Extracted material:

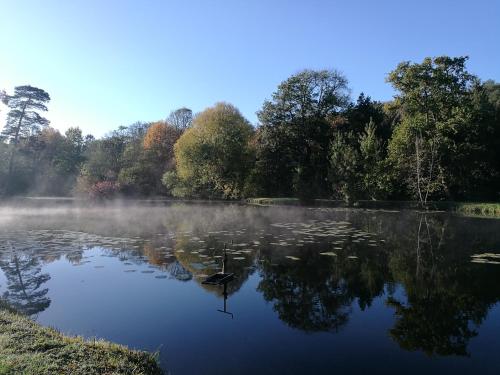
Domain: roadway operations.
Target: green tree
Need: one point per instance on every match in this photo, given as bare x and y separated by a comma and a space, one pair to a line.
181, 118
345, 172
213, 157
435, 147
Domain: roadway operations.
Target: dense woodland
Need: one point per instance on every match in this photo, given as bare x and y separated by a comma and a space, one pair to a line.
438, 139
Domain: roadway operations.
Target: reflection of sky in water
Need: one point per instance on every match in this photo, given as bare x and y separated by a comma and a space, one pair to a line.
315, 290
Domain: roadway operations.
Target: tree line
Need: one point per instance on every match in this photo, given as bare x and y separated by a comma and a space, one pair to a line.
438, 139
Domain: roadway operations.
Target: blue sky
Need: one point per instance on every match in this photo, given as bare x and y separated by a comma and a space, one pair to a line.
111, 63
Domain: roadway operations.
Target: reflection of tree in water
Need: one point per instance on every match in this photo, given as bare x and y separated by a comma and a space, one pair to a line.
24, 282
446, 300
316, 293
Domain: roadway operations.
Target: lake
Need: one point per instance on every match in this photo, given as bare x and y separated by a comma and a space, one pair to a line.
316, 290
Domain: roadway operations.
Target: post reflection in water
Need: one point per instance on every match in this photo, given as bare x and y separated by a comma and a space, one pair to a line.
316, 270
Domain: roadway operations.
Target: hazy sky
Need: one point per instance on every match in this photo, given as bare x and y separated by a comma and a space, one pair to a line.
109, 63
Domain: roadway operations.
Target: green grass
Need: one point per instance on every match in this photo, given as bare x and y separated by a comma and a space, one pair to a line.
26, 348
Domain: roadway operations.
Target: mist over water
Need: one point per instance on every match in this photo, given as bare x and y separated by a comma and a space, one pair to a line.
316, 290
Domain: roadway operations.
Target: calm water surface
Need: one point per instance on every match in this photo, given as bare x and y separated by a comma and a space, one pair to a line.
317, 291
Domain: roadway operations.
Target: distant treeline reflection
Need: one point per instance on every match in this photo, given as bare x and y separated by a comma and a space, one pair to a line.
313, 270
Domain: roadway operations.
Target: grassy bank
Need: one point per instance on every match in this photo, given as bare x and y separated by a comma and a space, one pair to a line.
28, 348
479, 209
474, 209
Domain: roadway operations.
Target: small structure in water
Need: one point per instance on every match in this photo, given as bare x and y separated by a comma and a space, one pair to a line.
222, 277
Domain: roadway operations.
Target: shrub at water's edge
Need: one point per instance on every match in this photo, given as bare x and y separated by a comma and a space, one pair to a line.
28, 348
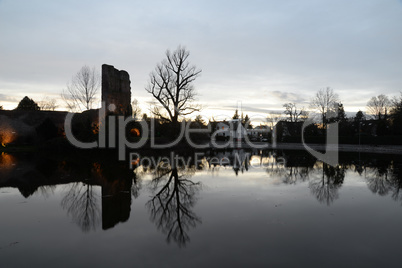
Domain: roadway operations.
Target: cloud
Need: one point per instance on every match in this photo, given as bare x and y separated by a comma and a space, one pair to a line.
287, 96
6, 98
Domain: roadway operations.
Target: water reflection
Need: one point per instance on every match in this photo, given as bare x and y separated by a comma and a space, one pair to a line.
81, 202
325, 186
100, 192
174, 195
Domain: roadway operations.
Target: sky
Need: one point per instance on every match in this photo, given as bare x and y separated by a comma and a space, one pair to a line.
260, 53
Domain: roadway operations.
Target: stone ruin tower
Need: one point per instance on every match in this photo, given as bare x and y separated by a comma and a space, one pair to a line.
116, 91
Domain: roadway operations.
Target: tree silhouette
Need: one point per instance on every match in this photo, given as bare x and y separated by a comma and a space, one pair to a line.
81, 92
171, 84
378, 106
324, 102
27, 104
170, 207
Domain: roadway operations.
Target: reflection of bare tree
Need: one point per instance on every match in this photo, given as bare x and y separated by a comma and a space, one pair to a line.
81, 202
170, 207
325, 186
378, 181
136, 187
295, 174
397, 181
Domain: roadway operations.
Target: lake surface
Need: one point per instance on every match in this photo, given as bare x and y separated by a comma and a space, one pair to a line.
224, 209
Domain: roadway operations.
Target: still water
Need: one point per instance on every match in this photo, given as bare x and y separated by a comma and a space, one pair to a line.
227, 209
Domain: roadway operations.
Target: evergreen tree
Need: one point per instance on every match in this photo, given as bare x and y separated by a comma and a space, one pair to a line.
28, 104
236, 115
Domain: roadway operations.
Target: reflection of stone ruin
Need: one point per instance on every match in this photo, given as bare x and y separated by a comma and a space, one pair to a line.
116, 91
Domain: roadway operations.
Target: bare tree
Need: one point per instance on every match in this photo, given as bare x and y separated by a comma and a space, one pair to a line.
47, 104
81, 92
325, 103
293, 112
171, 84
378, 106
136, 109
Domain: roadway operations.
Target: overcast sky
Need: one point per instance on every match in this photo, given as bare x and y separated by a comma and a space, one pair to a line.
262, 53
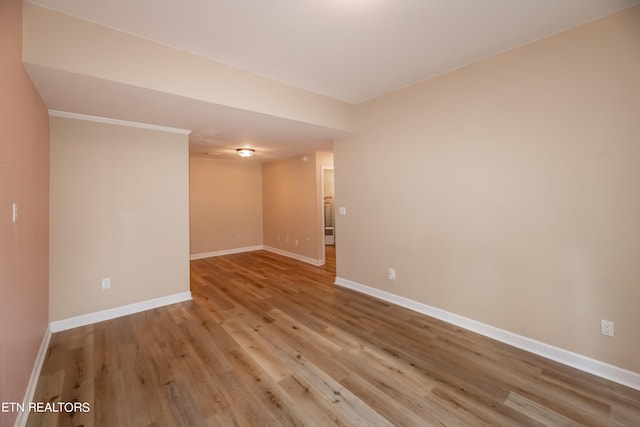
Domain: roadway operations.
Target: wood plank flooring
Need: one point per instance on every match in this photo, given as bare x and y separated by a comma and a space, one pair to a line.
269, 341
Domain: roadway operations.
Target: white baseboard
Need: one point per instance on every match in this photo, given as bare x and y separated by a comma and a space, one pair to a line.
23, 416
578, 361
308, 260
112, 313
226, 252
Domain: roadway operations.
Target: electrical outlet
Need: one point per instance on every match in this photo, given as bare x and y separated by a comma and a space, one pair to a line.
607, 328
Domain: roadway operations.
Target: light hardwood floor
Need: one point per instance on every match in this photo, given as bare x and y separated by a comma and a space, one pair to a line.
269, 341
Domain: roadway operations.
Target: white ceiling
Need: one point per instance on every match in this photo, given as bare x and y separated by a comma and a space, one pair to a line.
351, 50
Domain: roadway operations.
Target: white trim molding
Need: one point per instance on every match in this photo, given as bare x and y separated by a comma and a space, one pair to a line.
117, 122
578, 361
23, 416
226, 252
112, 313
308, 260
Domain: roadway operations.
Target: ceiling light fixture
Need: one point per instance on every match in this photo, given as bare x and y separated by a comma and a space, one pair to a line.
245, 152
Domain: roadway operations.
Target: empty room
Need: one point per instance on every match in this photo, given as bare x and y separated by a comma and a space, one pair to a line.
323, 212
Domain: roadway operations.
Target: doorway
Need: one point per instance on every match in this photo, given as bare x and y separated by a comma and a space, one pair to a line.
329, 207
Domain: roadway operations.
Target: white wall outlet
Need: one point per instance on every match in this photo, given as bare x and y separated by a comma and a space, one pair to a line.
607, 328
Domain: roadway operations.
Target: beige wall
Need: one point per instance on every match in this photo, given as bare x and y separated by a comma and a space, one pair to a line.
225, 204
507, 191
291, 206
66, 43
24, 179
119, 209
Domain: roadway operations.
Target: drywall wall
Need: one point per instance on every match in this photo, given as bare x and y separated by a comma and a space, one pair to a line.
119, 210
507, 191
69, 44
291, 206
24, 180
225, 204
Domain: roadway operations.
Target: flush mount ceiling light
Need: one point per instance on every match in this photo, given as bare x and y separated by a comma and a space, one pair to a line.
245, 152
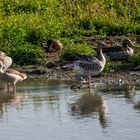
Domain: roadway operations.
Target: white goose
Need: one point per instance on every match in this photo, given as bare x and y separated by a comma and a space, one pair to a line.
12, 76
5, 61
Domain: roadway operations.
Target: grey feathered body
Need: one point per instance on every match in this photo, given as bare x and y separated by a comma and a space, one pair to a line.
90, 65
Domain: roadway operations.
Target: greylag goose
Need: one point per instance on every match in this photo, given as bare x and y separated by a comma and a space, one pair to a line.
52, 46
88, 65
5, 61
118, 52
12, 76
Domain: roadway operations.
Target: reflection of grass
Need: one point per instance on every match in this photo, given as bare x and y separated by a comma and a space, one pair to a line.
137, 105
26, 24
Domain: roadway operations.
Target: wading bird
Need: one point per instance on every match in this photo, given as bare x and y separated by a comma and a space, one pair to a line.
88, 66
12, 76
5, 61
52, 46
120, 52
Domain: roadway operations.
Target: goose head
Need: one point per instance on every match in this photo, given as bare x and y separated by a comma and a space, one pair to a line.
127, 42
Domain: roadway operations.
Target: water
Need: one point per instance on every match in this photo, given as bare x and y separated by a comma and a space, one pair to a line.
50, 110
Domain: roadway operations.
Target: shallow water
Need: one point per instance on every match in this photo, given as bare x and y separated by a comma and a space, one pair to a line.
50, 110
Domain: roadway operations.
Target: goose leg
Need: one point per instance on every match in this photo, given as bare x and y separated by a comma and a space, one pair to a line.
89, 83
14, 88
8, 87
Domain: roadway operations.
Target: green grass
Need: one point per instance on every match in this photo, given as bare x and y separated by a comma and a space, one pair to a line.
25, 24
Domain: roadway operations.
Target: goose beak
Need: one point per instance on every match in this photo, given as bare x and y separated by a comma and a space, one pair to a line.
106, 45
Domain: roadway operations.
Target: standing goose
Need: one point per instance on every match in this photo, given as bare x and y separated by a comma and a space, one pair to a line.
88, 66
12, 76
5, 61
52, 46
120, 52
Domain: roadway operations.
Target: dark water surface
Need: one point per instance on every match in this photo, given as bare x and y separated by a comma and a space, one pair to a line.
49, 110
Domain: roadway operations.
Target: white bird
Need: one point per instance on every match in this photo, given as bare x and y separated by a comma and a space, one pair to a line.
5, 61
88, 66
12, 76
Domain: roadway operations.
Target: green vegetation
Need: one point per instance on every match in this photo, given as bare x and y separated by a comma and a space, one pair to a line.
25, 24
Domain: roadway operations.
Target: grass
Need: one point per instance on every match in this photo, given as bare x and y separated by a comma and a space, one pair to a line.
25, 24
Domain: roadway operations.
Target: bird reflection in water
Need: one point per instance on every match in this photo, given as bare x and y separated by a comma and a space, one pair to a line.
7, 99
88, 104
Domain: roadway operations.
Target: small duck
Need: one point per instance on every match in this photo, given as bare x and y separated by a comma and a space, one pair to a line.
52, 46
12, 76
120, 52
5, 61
==
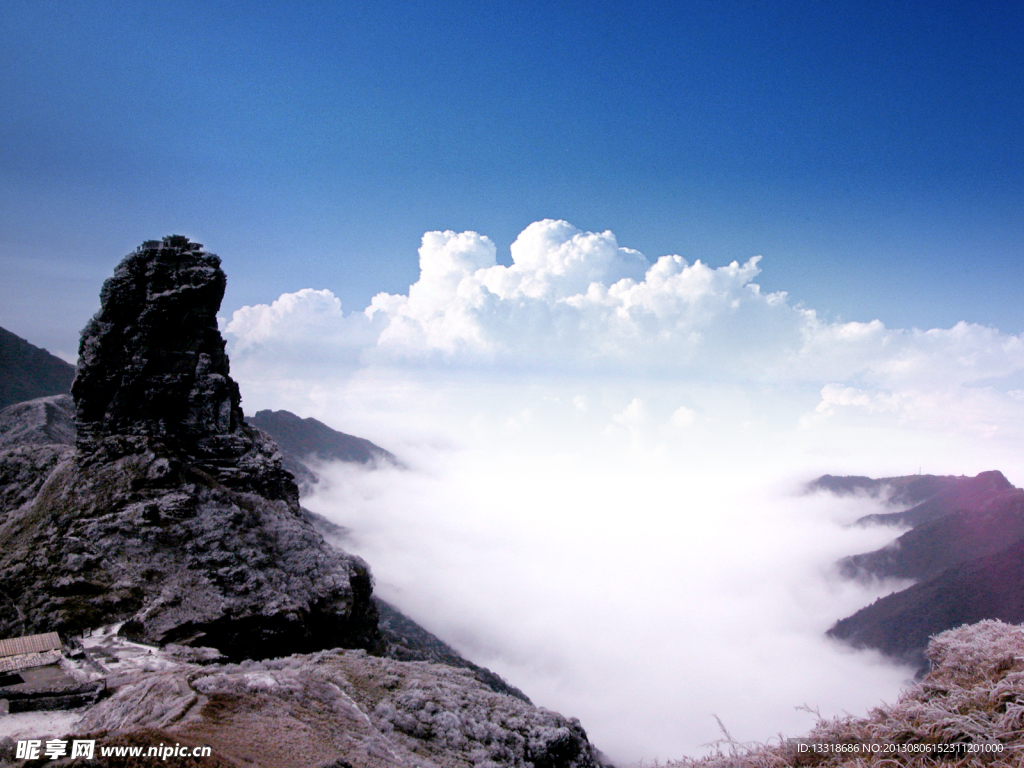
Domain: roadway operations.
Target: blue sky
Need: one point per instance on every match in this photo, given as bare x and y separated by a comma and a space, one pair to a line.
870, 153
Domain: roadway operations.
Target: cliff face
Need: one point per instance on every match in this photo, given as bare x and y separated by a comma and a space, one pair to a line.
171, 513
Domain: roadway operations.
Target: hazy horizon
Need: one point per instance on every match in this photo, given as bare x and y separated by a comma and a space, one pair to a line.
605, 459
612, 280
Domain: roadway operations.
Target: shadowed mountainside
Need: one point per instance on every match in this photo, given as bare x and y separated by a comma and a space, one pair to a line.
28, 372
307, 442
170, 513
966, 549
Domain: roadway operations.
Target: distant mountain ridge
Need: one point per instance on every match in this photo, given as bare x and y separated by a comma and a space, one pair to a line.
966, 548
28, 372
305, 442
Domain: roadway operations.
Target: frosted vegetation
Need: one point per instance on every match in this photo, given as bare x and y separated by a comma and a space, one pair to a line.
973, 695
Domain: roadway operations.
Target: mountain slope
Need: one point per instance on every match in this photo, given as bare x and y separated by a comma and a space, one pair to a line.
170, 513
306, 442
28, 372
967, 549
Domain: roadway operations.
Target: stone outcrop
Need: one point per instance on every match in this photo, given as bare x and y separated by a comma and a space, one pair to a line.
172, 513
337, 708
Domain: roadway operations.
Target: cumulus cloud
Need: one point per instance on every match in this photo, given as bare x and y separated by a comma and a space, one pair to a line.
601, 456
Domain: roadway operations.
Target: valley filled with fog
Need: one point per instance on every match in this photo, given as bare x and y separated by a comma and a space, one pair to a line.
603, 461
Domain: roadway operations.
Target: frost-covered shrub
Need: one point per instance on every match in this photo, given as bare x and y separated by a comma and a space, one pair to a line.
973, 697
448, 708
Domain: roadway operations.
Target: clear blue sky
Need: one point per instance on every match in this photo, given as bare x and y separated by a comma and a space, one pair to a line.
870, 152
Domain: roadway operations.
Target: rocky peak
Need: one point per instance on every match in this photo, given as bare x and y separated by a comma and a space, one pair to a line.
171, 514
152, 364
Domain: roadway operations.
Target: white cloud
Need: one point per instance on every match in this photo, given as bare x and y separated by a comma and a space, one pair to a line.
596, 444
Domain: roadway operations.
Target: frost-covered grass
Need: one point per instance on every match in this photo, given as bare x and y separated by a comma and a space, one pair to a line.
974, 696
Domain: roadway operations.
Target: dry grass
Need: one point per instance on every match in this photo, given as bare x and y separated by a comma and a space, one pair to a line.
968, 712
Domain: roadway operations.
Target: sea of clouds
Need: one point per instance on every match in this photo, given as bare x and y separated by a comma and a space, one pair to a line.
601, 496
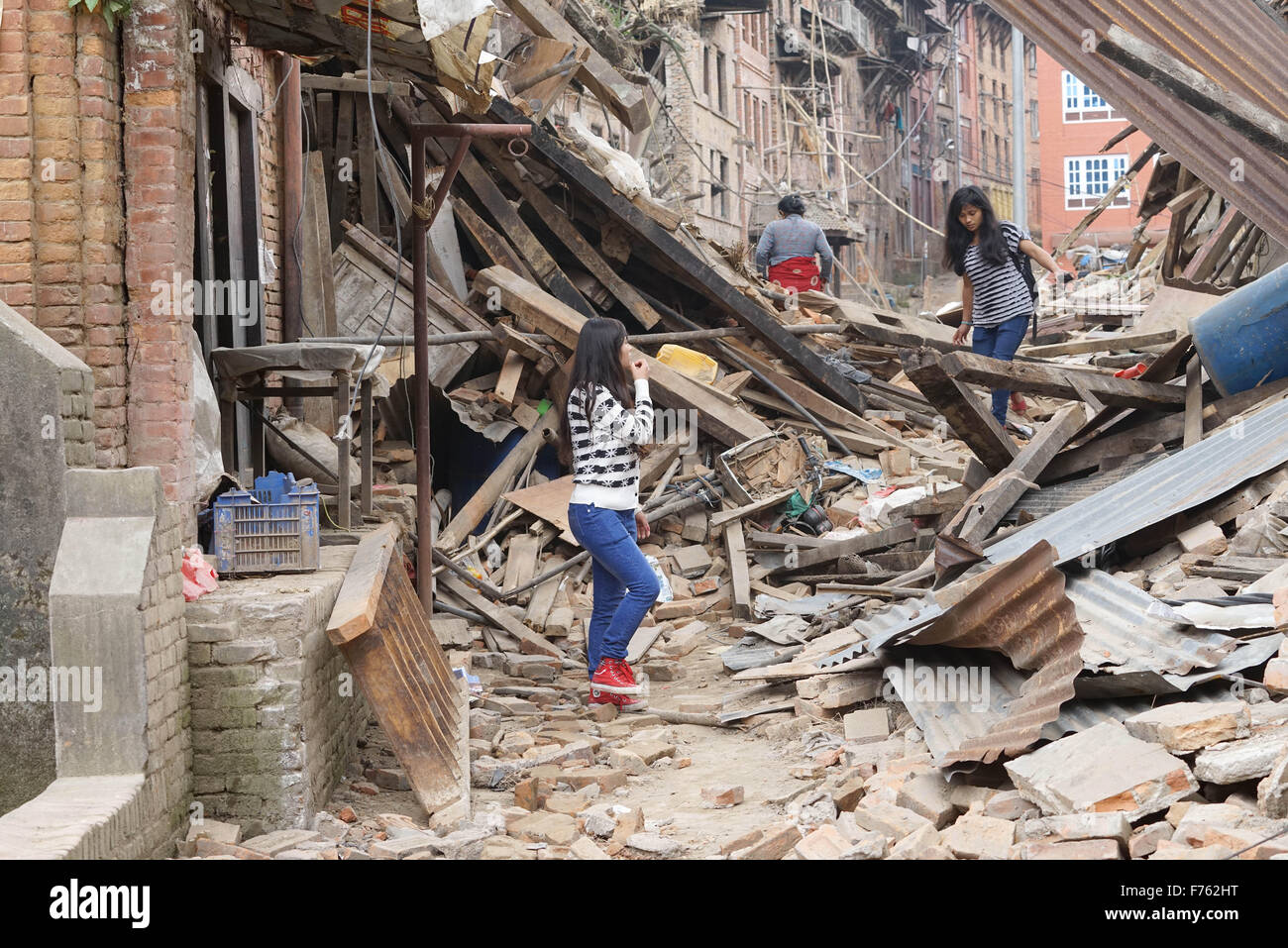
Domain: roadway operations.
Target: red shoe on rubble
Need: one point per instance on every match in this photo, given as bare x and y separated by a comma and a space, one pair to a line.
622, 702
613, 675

Your objective: Wherever a line above contains the string "ruin", copy that line.

Written reply:
Target: stone ruin tower
Target: reflection of stone ruin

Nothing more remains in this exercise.